(Point annotation dataset records)
· · · ·

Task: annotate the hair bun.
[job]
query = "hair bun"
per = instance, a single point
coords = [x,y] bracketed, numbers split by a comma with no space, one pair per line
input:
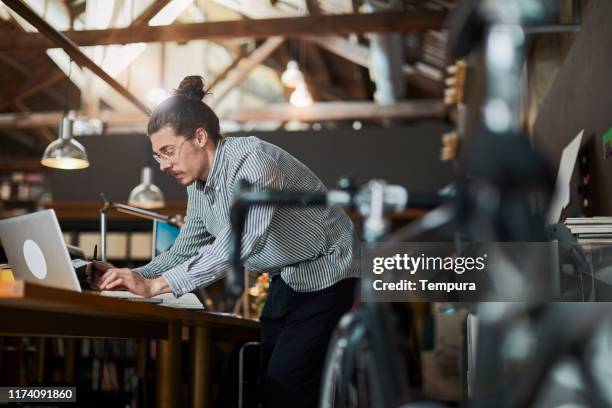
[191,87]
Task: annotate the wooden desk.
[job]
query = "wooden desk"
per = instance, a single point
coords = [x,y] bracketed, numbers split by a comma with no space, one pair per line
[32,310]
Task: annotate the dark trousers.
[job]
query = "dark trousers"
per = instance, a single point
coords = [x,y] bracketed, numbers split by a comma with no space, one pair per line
[296,329]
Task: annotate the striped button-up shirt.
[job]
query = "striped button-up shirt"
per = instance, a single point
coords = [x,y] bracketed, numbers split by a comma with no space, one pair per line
[312,248]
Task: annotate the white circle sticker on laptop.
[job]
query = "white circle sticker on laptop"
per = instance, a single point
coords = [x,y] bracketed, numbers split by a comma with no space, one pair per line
[35,259]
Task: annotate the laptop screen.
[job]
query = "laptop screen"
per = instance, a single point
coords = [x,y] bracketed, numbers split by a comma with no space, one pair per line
[164,235]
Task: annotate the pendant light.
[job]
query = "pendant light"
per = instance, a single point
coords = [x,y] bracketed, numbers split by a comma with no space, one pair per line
[146,194]
[65,152]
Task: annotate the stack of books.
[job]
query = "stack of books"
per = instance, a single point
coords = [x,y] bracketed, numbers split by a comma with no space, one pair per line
[591,230]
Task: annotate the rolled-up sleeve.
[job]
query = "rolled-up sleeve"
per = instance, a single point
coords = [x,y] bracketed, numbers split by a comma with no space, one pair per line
[212,261]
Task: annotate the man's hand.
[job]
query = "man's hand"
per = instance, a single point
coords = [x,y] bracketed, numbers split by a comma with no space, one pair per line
[126,279]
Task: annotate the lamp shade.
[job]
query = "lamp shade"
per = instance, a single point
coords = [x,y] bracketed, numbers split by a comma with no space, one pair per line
[65,152]
[146,194]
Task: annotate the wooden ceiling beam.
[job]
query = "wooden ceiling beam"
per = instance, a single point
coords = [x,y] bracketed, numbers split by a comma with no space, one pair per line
[244,68]
[60,40]
[320,111]
[149,12]
[220,30]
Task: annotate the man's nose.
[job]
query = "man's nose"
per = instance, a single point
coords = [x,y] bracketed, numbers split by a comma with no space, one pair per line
[164,165]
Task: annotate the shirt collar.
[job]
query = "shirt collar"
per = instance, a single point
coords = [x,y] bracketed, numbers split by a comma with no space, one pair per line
[215,169]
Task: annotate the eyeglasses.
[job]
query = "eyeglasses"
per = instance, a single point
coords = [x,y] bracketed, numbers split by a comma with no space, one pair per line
[167,156]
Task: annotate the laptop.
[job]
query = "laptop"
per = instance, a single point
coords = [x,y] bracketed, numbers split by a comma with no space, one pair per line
[36,251]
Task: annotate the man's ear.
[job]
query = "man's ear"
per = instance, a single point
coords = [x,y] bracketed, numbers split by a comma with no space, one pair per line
[201,137]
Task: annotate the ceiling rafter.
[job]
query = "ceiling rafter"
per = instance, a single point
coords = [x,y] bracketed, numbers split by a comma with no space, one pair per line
[71,49]
[244,68]
[348,110]
[219,30]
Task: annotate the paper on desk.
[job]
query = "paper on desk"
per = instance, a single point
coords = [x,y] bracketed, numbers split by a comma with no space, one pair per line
[187,301]
[561,198]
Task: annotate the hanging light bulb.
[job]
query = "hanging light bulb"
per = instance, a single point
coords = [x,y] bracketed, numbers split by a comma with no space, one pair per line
[292,75]
[65,152]
[146,194]
[301,97]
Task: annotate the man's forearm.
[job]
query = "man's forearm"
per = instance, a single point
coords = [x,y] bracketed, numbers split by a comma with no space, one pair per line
[159,285]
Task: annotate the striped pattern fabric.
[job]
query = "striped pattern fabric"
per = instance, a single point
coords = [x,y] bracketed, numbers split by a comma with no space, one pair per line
[312,248]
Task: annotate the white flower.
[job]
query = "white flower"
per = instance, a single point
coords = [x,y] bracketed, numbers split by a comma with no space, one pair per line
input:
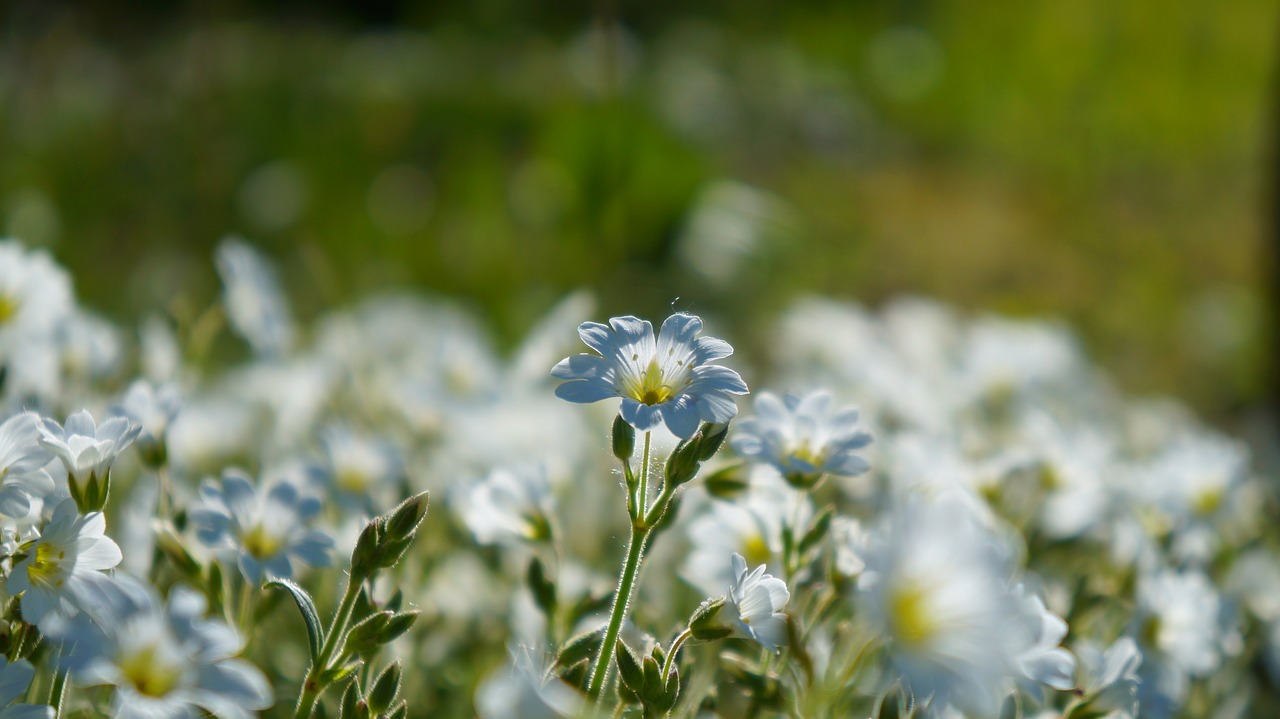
[522,688]
[754,605]
[266,530]
[670,381]
[364,471]
[22,465]
[1110,679]
[165,659]
[507,505]
[63,572]
[14,679]
[254,301]
[1042,659]
[154,408]
[803,436]
[86,449]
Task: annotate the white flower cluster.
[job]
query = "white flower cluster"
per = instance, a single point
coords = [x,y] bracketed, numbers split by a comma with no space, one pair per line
[912,513]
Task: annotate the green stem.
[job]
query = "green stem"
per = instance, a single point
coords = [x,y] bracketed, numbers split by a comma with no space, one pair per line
[641,507]
[621,599]
[311,686]
[58,691]
[671,653]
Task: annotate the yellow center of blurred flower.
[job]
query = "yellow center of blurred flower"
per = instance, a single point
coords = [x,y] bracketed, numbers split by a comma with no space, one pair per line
[260,543]
[1207,500]
[147,673]
[45,568]
[755,550]
[909,618]
[9,307]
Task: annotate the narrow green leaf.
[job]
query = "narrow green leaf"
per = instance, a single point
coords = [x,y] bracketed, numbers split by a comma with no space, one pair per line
[307,608]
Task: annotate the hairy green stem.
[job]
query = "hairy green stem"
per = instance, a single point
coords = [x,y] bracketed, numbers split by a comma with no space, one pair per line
[311,683]
[671,653]
[621,599]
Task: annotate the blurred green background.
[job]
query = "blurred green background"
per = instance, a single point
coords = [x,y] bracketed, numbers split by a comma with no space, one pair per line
[1105,163]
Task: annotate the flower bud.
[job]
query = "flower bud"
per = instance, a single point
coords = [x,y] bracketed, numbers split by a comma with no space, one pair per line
[624,439]
[382,695]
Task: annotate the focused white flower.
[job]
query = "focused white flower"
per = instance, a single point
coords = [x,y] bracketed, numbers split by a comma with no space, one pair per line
[255,305]
[1179,627]
[754,605]
[268,530]
[362,470]
[1042,659]
[671,380]
[165,659]
[803,436]
[510,504]
[750,526]
[62,573]
[1109,679]
[524,688]
[22,465]
[14,679]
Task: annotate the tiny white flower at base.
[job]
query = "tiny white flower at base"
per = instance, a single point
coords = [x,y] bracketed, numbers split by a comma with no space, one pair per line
[63,572]
[14,679]
[87,449]
[164,659]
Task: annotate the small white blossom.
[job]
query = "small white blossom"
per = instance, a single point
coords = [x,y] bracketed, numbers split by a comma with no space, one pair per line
[804,438]
[754,605]
[62,573]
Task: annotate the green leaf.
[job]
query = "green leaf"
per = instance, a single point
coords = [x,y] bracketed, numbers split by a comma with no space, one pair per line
[307,608]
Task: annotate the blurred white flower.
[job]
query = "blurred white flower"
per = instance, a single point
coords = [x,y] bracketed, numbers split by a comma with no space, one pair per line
[936,587]
[87,449]
[750,526]
[804,438]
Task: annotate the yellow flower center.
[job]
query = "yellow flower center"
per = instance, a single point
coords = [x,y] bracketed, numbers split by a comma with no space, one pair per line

· · · ·

THE TASK
Reproduce the listing exactly. Leave its pictures out.

TASK ANSWER
Task: annotate the hair bun.
[job]
query = "hair bun"
per = instance, a single point
coords = [x,y] bracketed, numbers split by a comma with no space, one pair per line
input:
[191,87]
Task: annotate the wooden desk.
[job]
query = "wooden desk"
per = instance, a single point
coords = [x,y] bracketed, numbers split by a comma with no space, one pair per line
[32,310]
Task: annotate the dark trousers.
[job]
query = "dark trousers"
per = instance, a single point
coords = [x,y] bracketed, numbers split by a comma with no space, one pair per line
[296,329]
Task: annotate the striped button-up shirt.
[job]
query = "striped button-up shirt"
per = instance, a single point
coords = [x,y] bracketed, numbers split by a comma with no space, one pair per line
[312,248]
Task: annotate the white circle sticker on laptop.
[job]
query = "white circle sticker on laptop"
per = instance, a single point
coords = [x,y] bracketed, numbers split by a comma with no space, one pair per line
[35,259]
Task: annotate the laptop screen.
[job]
query = "laptop screen"
per = instance, a single point
coords = [x,y] bracketed, numbers split by a comma with no space, one pair per line
[164,235]
Task: annotate the pendant light.
[job]
query = "pendant light"
per = instance, a single point
coords = [x,y] bracketed, numbers split by a comma with no space, one pair per line
[146,194]
[65,152]
Task: annotate the stack of books.
[job]
query = "stack of books"
per = instance, a single point
coords = [x,y] bracketed, numbers split by a comma with no space, one pair per line
[591,230]
Task: annotate the rolled-up sleeve.
[job]
query = "rolled-up sleeve"
per = instance, a single point
coords = [x,y] bracketed, numbers split by a comma with no space, one pair per line
[212,261]
Task: annotate the man's hand.
[job]
query = "man's hand"
per = instance, a single point
coords = [x,y] bracketed, numbers split by a comma with no space, one pair per line
[126,279]
Task: annotate the lamp shade.
[job]
query = "lamp shade"
per = instance, a single point
coords = [x,y] bracketed, numbers split by a comma with no space, one pair per line
[65,152]
[146,194]
Task: annotate the wooden ceiling beam.
[job]
query = "wooden ceiling beam"
per = instance, a single point
coords = [x,y] bracketed, numbers split by a comma with no space, one pair per line
[244,68]
[60,40]
[320,111]
[149,12]
[220,30]
Task: annotate the man's nose.
[job]
query = "man's nose"
per = instance, a single point
coords = [x,y] bracketed, numbers split by a comma with no space, one pair per line
[164,165]
Task: annotate the shirt collar.
[job]
query = "shirt collar"
per = instance, a single point
coords = [x,y] bracketed, numbers split by a comma with no space, one pair per line
[215,169]
Task: annotate the eyeglasses.
[job]
query = "eyeglasses"
per = instance, a single point
coords = [x,y] bracketed, numbers split by a comma with no space, one pair per line
[167,156]
Task: annotate the laptop.
[job]
query = "laptop"
per = instance, a single point
coords = [x,y] bracketed, numbers split by a comma with no space, one pair per line
[36,251]
Task: annotate the man's ear.
[job]
query = "man's ear"
per = instance, a single point
coords = [x,y] bracketed, numbers split by a comma with no space, one pair per line
[201,137]
Task: annotate the ceiling rafter.
[job]
query = "ceiling rafter"
per = instance, a single point
coords = [x,y] bracketed, numbers split by a comma with no space, one pair per line
[71,49]
[244,68]
[348,110]
[219,30]
Task: annotate the paper on desk.
[job]
query = "paper on desk"
per = instance, a single point
coords = [x,y] bracketed, numbers split by a comma with no space, one pair per line
[187,301]
[561,198]
Task: annotate the hanging light bulb.
[job]
query = "hanging light bulb"
per = instance, a single point
coords = [x,y] bracketed, numbers split by a comma with no space, one pair per line
[292,75]
[65,152]
[146,194]
[301,97]
Task: annotate the man's forearm.
[job]
query = "man's forearm"
per = instance, a single point
coords = [x,y] bracketed, numbers split by a comma with no space, one pair per line
[159,285]
Task: annotate the striped pattern fabric.
[job]
query = "striped pattern fabric"
per = instance, a single point
coords = [x,y] bracketed, numbers split by a comma with no space, one pair per line
[312,248]
Task: annotate the white flower.
[job]
query = "white flower"
per = instance, a single point
coords = [x,y] bracketed, numbers split by a comma with no space, one pair per line
input:
[522,688]
[754,605]
[266,530]
[670,381]
[364,471]
[22,465]
[1110,679]
[165,659]
[507,505]
[63,572]
[14,679]
[254,301]
[1042,659]
[154,408]
[803,436]
[86,449]
Task: annotate the white flower cluster.
[job]
query = "white flower cluster"
per = instance, a single point
coords = [x,y] bracketed, numbers split by a comma with no space, one pair per line
[912,513]
Task: annotate the green stem.
[job]
query = "green stem"
per = instance, a single point
coords = [x,y] bracketed, numbers split by a comma with no space, one pair per line
[641,507]
[621,599]
[311,686]
[58,691]
[671,653]
Task: annotate the yellow center of blurred flower.
[job]
query = "yellow center of blurred flower"
per = instance, a single point
coords = [x,y] bracketed, numbers split by a comma with no space, one pair per line
[260,543]
[1207,500]
[147,673]
[45,568]
[755,550]
[909,618]
[9,307]
Task: annotate the narrow green leaf.
[job]
query = "narrow green leaf"
per = instance, a single point
coords = [x,y] bracketed, numbers split by a comma with no space, one pair per line
[307,608]
Task: annotate the hairy green stem.
[job]
query = "hairy green stem"
per = instance, a single point
coords = [x,y] bracketed, numbers split by a comma with no space, one pair per line
[311,683]
[671,653]
[621,599]
Task: annotate the blurred green background.
[job]
query = "blurred green background"
per = instance, a single point
coords = [x,y] bracketed, numbers split by a comma with no space, one pair per line
[1105,163]
Task: annotate the flower bud.
[job]
query = "flower bud"
per = instance, a single point
coords = [x,y] bracketed, numbers split by a comma with no space, one pair per line
[624,439]
[382,695]
Task: annotate the focused white flower.
[job]
query = "focused white flower"
per = instance, a single point
coords = [x,y] bracketed, numbers split by a comma with no space, one pair per line
[255,305]
[1179,627]
[754,605]
[268,530]
[362,470]
[1042,659]
[671,380]
[165,659]
[803,436]
[510,504]
[750,526]
[62,573]
[1109,679]
[524,688]
[22,465]
[14,679]
Task: annotate the tiny white flower at base.
[job]
query = "tiny white flower at base"
per = instance, a single point
coords = [x,y] bracketed, numbers split by a comma with no space, one pair per line
[63,572]
[14,679]
[87,449]
[164,659]
Task: annotate the small white blossom.
[job]
query = "small white blossom"
per = instance, a single point
coords = [x,y] bracketed, numbers split by a comma with no space, one pair per line
[804,438]
[754,605]
[62,573]
Task: annotate the green leaf.
[job]
query = "green leaf"
per = instance, a single point
coords = [x,y] bracketed, numbers split by a comma with no space, one pair per line
[307,608]
Task: annotate the blurred white flower.
[job]
query = "blurred white flower"
per = instance, a single point
coords = [x,y] bracketed, numbers split by a comma with no space, one pair per line
[936,587]
[87,449]
[750,526]
[804,438]
Task: annotate the yellow flower center.
[job]
query = "yellow flower center"
per = instance, a single point
coords = [x,y] bracketed, numbers split by a comma with no space, one pair per line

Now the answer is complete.